Copy the data below word for word, leaving out the pictures.

§ INPUT FOR THIS TASK:
---*---

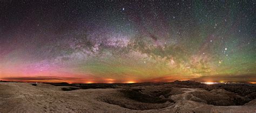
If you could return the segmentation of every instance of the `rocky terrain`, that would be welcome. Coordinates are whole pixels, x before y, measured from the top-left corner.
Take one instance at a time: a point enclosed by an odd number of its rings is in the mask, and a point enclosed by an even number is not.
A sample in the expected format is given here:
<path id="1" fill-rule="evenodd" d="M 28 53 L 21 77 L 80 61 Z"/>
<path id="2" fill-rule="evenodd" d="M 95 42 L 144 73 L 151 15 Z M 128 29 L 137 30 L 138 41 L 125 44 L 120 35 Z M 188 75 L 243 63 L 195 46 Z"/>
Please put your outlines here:
<path id="1" fill-rule="evenodd" d="M 255 112 L 255 86 L 0 82 L 0 112 Z"/>

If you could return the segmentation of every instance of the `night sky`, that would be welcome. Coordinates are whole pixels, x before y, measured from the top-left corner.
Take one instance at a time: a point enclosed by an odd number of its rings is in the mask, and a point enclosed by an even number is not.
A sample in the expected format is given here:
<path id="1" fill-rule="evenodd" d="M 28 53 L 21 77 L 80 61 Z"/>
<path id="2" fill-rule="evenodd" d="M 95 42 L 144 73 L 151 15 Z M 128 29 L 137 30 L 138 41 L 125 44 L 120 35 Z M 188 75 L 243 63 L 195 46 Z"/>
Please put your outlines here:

---*---

§ THE RESPONSE:
If you could return the segmentation of every instance of the `rocky terrain`, that would be welcome. Coordinates are whole pixels, x before y, measured from the top-left corner.
Take one instance at a time: a point enclosed by an odd number of its rings is in the mask, and a point enclosed by an even number is not.
A sample in the expected format is given here:
<path id="1" fill-rule="evenodd" d="M 28 53 L 21 77 L 80 61 Z"/>
<path id="2" fill-rule="evenodd" d="M 95 42 L 144 73 L 151 15 Z M 128 29 L 137 30 L 138 41 L 125 44 L 120 35 Z M 188 75 L 243 63 L 195 46 Z"/>
Please put your outlines here:
<path id="1" fill-rule="evenodd" d="M 255 112 L 255 86 L 0 82 L 0 112 Z"/>

If you could return the segmentation of every instance of the `night sky`, that would be welcome. Coordinates are whole pixels, x before y, measured from the top-left corner.
Take one instance at a time: a point enclosed by an odd number of its rings is in the mask, and a point enclosed by an even number is not.
A sample in the expected format is given here:
<path id="1" fill-rule="evenodd" d="M 28 53 L 21 77 L 80 61 Z"/>
<path id="2" fill-rule="evenodd" d="M 95 42 L 144 73 L 151 15 Z M 128 29 L 137 30 L 138 41 L 125 44 L 120 35 Z M 188 75 L 243 63 L 195 46 Z"/>
Please put your outlines here:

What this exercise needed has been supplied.